Comparative Example 1

A sample film (2) was obtained by performing the same operations as in Example 1 except that composition (2) prepared in the similar way only by changing Oligomer (1) to Oligomer (2) was used, and the UV irradiation dose was changed to 3,000 J/cm². The film had a coefficient of linear thermal expansion of 84 ppm/° C., and no Tg was observed therein. The total light transmittance thereof was 91%, and the haze thereof was 2.1%.

Example 2

70 g of Oligomer (3), 30 g of clay (2), 0.7 g of an UV curing agent (produced by Ciba Specialty Chemicals Co., Ltd.; IRGACURE 184) and 270 g of toluene were added to a 500 ml-volume PTFE bottle and fully stirred to obtain Composition (3). Composition (3) was subjected to mixing and dispersing treatment for 10 minutes using a beads mill (zirconia beads having Φ2 mm).

Composition (3) was attached to an evaporator for defoaming and controlling the viscosity, and applied on a PET film (thickness: 50 μm) with an applicator to a dry thickness of 100 μm. The composition was dried with a hot air dryer at 80° C. for 30 minutes to evaporate toluene as a solvent, and then covered from above with a PET film (thickness: 50 μm). The composition was cured with UV at an UV irradiation dose of 1,000 mJ/cm², and the PET films on both sides were released to obtain sample film (3). The film had a coefficient of linear thermal expansion of 22 ppm/° C., and no Tg was observed therein. The total light transmittance thereof was 91%, and the haze thereof was 2.2%. When the film was bent to at a 180-degree angle to evaluate the flexibility, crackings did not occur in the film.

Example 3

A sample film (4) was obtained by performing the same operations as in Example 2 except for using composition (4) prepared in the similar way only by changing Oligomer (3) to Oligomer (4). The film had a coefficient of linear thermal expansion of 28 ppm/° C., and no Tg was observed therein. The total light transmittance thereof was 91%, and the haze thereof was 2.2%.

• DIRECTION 1
Please retype the part of the excerpt on sample films that opens with the words containing "Composition (3) was attached" and closes with "in the film.".

• SUPPLIED MATERIAL
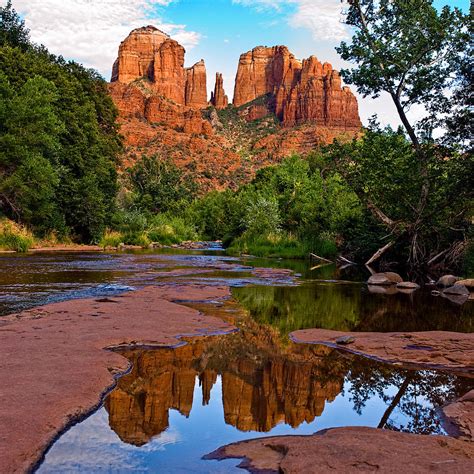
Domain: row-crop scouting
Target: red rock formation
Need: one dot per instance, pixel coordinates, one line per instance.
(148, 53)
(161, 109)
(196, 86)
(300, 92)
(218, 98)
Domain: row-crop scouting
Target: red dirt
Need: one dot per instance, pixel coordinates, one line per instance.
(352, 449)
(459, 417)
(54, 368)
(431, 349)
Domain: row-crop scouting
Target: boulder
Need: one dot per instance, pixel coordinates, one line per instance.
(468, 283)
(389, 289)
(385, 278)
(408, 285)
(460, 290)
(447, 280)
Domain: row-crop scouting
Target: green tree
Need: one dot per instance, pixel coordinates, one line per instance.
(75, 161)
(158, 185)
(411, 51)
(29, 147)
(12, 28)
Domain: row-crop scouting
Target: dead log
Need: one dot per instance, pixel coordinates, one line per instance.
(345, 260)
(313, 255)
(379, 253)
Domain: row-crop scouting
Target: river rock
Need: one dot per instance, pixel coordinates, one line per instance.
(447, 280)
(457, 290)
(385, 278)
(408, 285)
(468, 283)
(382, 289)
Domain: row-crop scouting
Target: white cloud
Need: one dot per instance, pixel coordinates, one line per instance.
(90, 31)
(322, 17)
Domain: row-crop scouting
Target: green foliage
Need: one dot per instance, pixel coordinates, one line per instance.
(383, 171)
(288, 210)
(418, 191)
(158, 185)
(59, 140)
(169, 230)
(12, 28)
(14, 237)
(406, 48)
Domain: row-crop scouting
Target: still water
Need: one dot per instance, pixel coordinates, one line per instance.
(176, 405)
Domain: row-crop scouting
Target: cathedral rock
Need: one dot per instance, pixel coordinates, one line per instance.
(299, 91)
(281, 106)
(151, 54)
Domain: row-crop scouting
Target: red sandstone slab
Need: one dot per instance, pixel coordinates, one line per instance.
(54, 369)
(352, 449)
(431, 349)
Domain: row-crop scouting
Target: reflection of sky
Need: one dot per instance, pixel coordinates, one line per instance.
(92, 446)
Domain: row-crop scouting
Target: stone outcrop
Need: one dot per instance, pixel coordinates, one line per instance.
(149, 54)
(300, 92)
(163, 109)
(351, 450)
(196, 86)
(218, 98)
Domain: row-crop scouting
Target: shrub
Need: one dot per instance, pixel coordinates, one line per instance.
(15, 237)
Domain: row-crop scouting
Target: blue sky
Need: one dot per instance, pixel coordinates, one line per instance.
(217, 31)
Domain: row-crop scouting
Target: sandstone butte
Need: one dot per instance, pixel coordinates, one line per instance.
(163, 108)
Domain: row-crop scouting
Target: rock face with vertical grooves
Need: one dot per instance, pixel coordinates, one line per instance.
(301, 92)
(150, 55)
(282, 106)
(218, 98)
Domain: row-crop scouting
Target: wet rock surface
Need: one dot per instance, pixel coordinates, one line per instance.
(460, 417)
(351, 449)
(440, 349)
(66, 350)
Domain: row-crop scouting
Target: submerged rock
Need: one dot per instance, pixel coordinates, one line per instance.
(408, 285)
(468, 283)
(383, 289)
(385, 278)
(344, 340)
(447, 280)
(456, 290)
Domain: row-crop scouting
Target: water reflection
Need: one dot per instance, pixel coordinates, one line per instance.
(178, 404)
(265, 384)
(350, 307)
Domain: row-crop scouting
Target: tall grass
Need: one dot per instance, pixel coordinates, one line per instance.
(15, 237)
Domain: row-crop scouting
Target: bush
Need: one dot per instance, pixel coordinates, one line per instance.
(170, 230)
(15, 237)
(111, 238)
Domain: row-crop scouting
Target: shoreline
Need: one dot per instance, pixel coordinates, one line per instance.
(437, 350)
(69, 347)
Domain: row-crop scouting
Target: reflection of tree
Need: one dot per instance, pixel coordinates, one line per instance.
(420, 394)
(348, 308)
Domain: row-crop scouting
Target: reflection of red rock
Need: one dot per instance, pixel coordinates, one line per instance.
(353, 449)
(256, 394)
(460, 416)
(302, 92)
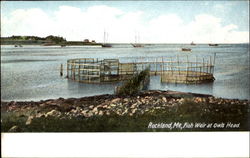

• DIRECTION 2
Pick out every line of the records that holds the string "water", with case counting, and copy each line as it appears.

• FULL SOLUTION 1
Composition (3) was attached to an evaporator for defoaming and controlling the viscosity, and applied on a PET film (thickness: 50 μm) with an applicator to a dry thickness of 100 μm. The composition was dried with a hot air dryer at 80° C. for 30 minutes to evaporate toluene as a solvent, and then covered from above with a PET film (thickness: 50 μm). The composition was cured with UV at an UV irradiation dose of 1,000 mJ/cm², and the PET films on both sides were released to obtain sample film (3). The film had a coefficient of linear thermal expansion of 22 ppm/° C., and no Tg was observed therein. The total light transmittance thereof was 91%, and the haze thereof was 2.2%. When the film was bent to at a 180-degree angle to evaluate the flexibility, crackings did not occur in the film.

• FULL SOLUTION 2
Target: still water
Target: water reflection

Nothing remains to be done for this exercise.